WHAT IS BEING ASKED
Report how many lines in the rows below contain the string "focus". Output only that number.

THE RECORDS

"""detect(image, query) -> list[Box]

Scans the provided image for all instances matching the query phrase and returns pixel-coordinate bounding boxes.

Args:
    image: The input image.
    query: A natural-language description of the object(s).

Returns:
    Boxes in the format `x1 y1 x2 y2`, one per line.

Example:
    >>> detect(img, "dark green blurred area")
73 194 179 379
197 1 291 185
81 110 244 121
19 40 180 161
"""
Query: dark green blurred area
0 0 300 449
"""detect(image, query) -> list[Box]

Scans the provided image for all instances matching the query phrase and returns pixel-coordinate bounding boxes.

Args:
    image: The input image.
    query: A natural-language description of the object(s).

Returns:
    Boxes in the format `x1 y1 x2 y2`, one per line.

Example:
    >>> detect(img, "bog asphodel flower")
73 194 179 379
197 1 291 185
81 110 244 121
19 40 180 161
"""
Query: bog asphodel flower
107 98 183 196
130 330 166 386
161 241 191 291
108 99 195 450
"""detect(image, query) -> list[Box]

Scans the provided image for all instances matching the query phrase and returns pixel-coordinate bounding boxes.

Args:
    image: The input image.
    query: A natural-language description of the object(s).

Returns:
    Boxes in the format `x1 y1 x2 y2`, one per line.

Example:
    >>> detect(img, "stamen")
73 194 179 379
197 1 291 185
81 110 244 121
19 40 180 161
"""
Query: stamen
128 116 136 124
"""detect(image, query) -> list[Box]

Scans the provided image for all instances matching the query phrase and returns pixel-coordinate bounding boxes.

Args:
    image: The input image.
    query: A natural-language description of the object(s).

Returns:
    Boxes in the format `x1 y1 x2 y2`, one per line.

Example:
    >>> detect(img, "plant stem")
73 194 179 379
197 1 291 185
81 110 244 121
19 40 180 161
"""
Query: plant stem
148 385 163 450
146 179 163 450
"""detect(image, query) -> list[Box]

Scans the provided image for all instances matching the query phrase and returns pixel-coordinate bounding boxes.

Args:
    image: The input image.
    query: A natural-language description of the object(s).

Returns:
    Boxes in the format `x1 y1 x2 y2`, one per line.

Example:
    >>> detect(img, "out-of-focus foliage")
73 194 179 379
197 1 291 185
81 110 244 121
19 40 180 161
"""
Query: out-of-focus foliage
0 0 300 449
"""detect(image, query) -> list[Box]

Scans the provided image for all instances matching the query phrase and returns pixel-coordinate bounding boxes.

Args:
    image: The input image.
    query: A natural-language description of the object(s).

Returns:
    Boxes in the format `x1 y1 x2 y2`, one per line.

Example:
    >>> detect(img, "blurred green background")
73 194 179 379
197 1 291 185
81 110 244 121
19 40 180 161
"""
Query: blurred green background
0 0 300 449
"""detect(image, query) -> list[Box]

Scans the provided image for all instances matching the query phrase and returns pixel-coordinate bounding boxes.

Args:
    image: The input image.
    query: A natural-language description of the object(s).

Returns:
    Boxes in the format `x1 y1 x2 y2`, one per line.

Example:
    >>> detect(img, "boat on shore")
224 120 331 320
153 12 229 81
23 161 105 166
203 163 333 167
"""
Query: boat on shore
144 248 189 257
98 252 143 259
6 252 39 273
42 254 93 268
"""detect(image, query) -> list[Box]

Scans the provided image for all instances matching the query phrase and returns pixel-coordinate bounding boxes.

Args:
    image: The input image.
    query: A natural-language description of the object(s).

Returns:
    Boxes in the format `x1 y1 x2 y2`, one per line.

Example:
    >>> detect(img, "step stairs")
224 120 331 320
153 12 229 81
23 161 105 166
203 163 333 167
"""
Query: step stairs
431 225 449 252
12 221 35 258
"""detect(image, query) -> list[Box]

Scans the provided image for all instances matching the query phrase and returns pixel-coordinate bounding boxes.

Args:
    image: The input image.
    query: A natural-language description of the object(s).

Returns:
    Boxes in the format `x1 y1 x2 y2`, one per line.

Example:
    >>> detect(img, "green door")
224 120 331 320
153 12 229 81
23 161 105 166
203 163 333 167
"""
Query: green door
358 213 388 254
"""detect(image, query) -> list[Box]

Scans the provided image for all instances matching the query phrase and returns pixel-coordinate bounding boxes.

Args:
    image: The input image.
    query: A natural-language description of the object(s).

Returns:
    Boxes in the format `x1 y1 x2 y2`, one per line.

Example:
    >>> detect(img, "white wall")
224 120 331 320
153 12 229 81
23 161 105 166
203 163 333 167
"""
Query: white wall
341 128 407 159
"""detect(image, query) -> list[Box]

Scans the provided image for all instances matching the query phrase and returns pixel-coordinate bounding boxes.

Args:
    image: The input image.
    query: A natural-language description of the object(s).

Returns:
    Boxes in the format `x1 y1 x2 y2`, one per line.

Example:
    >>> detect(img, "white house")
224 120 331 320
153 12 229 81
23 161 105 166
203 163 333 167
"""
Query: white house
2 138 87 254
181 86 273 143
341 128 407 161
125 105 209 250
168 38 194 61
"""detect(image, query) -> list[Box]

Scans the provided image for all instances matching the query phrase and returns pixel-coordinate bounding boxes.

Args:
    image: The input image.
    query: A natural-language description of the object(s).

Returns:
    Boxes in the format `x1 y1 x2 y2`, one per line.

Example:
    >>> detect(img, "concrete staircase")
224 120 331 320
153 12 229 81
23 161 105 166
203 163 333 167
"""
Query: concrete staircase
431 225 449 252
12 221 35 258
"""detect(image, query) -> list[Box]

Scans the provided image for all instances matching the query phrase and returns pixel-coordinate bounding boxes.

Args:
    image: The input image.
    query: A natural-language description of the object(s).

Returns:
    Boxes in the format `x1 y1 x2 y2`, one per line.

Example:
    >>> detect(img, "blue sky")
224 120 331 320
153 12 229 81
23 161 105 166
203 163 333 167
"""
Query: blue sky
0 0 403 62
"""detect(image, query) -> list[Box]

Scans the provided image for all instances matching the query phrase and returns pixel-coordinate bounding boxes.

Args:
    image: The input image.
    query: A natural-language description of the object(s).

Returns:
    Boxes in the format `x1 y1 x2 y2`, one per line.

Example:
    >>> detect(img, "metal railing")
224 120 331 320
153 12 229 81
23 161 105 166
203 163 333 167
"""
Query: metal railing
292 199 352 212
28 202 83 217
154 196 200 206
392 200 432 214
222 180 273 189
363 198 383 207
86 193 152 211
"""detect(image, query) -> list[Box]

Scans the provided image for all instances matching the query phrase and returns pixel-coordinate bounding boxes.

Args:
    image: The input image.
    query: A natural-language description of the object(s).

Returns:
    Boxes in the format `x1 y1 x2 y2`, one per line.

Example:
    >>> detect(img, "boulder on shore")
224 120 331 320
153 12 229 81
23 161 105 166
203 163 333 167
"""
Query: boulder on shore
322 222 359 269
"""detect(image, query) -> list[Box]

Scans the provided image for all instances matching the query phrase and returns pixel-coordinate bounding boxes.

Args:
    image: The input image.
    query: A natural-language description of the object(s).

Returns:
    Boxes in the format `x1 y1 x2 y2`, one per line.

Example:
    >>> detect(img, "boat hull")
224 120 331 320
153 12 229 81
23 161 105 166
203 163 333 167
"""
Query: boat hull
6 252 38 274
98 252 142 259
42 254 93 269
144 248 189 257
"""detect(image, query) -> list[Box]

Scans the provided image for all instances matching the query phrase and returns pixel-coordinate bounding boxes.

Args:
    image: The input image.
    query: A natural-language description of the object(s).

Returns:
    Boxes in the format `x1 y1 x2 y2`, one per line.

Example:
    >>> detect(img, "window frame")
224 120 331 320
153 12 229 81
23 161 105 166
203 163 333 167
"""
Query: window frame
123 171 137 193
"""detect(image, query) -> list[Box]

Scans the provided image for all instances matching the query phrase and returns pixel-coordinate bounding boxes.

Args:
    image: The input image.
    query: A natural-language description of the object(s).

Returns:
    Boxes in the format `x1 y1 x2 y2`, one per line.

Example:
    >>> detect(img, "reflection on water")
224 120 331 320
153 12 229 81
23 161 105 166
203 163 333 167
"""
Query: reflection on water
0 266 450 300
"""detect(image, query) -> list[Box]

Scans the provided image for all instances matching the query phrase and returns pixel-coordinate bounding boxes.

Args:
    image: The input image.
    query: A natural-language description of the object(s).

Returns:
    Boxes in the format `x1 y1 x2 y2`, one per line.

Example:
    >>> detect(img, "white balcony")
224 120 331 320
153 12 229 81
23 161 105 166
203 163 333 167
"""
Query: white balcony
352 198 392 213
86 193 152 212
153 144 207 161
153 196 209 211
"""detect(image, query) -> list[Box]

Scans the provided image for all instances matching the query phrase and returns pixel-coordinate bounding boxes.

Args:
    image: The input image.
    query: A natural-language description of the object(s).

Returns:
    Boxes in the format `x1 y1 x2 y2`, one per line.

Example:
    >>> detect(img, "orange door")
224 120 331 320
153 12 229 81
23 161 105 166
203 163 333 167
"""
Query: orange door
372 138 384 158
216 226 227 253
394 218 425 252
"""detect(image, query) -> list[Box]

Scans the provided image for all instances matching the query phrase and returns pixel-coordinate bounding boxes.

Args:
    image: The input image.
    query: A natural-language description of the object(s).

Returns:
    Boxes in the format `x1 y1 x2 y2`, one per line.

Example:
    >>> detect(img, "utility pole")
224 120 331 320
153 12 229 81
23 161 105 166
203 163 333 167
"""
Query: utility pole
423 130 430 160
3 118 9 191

TASK RESULT
2